What to work on =>
Pick out every line in the items below that contains the string "helmet" and copy each one. Case counts.

Material for this exercise =>
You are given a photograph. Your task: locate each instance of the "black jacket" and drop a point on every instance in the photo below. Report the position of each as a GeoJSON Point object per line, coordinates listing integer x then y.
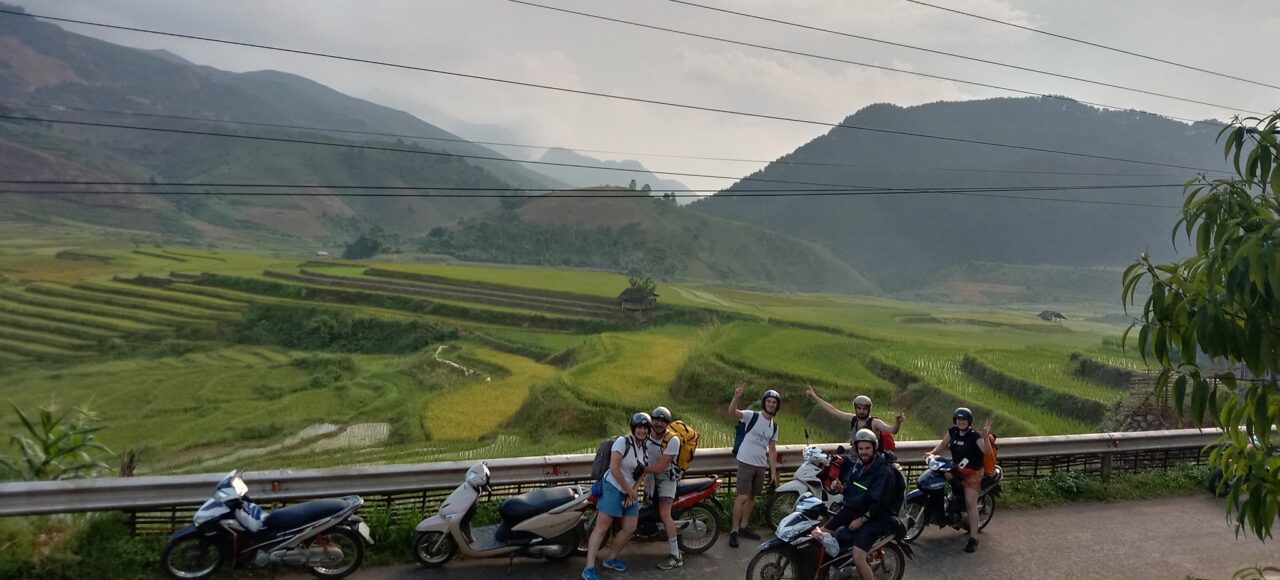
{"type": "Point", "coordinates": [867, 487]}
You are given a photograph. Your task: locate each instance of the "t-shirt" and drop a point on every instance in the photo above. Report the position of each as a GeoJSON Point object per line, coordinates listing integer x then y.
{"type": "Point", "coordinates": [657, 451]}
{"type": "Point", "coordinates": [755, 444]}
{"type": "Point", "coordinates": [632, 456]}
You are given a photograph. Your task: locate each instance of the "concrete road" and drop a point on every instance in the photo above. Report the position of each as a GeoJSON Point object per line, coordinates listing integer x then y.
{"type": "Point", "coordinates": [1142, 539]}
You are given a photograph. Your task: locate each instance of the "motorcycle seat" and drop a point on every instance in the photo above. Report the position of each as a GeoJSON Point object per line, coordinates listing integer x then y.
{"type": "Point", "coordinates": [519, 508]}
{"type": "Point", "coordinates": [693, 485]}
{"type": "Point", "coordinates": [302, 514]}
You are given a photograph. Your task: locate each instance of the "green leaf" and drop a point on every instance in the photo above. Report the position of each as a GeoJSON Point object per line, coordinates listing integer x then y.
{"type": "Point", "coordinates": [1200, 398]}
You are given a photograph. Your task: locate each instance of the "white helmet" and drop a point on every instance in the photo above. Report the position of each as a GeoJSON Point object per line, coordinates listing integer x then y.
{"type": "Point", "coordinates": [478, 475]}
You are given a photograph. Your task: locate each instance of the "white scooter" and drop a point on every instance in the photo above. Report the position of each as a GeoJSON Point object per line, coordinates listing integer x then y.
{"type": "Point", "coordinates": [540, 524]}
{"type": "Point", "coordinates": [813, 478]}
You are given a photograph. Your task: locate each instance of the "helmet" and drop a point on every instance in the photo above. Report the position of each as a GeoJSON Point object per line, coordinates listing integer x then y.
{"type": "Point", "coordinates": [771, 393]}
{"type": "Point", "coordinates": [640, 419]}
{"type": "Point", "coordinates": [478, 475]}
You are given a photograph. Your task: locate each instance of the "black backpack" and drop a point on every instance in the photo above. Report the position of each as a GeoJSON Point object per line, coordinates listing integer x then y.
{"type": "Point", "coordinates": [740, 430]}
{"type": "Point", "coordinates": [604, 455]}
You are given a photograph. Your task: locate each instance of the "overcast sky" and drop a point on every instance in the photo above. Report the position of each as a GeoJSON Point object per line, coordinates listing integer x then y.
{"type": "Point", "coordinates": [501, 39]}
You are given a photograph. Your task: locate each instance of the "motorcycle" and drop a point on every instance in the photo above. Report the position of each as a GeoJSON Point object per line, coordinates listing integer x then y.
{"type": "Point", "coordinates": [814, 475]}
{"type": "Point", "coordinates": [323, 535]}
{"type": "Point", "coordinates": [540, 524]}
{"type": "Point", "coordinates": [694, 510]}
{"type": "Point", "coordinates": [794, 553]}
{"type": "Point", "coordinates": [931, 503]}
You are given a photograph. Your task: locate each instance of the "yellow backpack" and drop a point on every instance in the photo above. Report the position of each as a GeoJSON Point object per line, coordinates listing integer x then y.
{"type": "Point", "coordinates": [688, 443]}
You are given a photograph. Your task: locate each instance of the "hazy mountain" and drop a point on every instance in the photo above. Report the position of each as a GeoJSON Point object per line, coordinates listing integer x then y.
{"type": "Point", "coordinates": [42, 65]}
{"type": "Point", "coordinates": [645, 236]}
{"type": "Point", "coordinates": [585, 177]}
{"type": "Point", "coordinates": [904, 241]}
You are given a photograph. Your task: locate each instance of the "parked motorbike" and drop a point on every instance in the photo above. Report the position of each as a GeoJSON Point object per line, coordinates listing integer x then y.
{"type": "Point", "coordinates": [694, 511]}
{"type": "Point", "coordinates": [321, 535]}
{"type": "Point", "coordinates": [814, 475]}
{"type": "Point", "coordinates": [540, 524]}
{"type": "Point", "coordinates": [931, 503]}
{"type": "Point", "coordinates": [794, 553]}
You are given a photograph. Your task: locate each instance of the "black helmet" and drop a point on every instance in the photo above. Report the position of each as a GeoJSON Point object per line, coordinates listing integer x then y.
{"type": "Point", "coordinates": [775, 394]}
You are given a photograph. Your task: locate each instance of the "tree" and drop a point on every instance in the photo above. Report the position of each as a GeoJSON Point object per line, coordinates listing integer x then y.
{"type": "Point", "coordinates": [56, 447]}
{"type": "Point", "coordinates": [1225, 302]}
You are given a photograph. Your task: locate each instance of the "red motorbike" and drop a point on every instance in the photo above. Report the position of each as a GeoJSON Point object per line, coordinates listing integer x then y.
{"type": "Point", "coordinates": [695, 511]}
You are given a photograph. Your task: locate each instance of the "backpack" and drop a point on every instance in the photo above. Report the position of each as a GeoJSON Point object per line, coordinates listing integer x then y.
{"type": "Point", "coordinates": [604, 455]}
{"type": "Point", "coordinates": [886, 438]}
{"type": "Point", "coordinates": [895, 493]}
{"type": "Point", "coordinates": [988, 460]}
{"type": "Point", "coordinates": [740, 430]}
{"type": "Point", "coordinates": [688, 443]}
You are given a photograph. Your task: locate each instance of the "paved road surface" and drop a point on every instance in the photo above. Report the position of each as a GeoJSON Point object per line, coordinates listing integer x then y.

Output of the task =>
You are given a photograph. Your task: locate each instance of the "white helmet" and drop a point on every instance in the photo above. Report the position of each as a GeoJSON Point object per line, coordinates listing integer x then y.
You are given a photograph. Your task: locate each instance of the "helmet" and drop a point on every instance in the photo above. Report the position of each as a GeoJSON Point object per line, coordinates listing integer x then y.
You are given a photograph. Your task: locate each instance of the "black helmet" and drop a point on every instance in the photo above. Report the position of each as a GeoJSON Point object per line, coordinates listing integer x then y.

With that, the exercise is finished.